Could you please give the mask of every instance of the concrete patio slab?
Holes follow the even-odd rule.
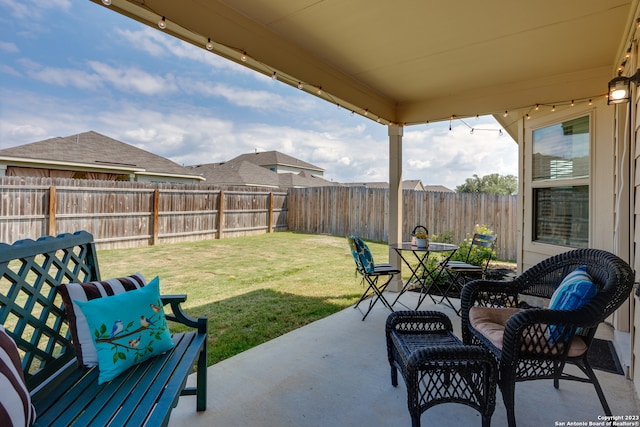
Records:
[[[389,299],[393,298],[395,294]],[[406,293],[401,302],[415,307],[417,296]],[[460,321],[451,308],[425,301],[421,309],[449,315],[460,336]],[[182,397],[169,425],[410,426],[404,382],[400,379],[398,387],[391,386],[384,335],[388,314],[377,304],[363,322],[358,310],[347,308],[209,367],[207,410],[197,413],[195,397]],[[602,334],[611,334],[608,328],[602,329]],[[631,381],[623,375],[596,373],[614,415],[640,414]],[[492,425],[505,426],[499,392],[496,400]],[[556,390],[552,381],[541,380],[516,386],[519,426],[588,425],[603,415],[591,384],[564,381]],[[452,403],[427,410],[421,421],[423,426],[481,425],[476,411]]]

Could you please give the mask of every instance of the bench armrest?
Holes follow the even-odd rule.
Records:
[[[171,313],[166,313],[167,320],[182,323],[183,325],[190,326],[192,328],[197,328],[198,333],[201,334],[207,333],[207,317],[200,316],[195,319],[189,316],[180,305],[187,300],[186,295],[161,295],[160,298],[162,299],[163,305],[169,305],[171,307]]]

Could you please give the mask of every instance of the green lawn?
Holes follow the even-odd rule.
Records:
[[[367,242],[386,262],[388,247]],[[141,272],[209,317],[209,364],[353,305],[362,294],[347,240],[298,233],[98,251],[102,278]]]

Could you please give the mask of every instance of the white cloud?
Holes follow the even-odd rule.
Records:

***

Out of the entries, report each line that contains the word "please".

Could you please give the mask of every instance of the concrete patio slab?
Could you please give the mask of every instance of the bench armrest?
Could you please give the mask of every instance of the green lawn?
Could you please give the mask of every instance of the white cloud?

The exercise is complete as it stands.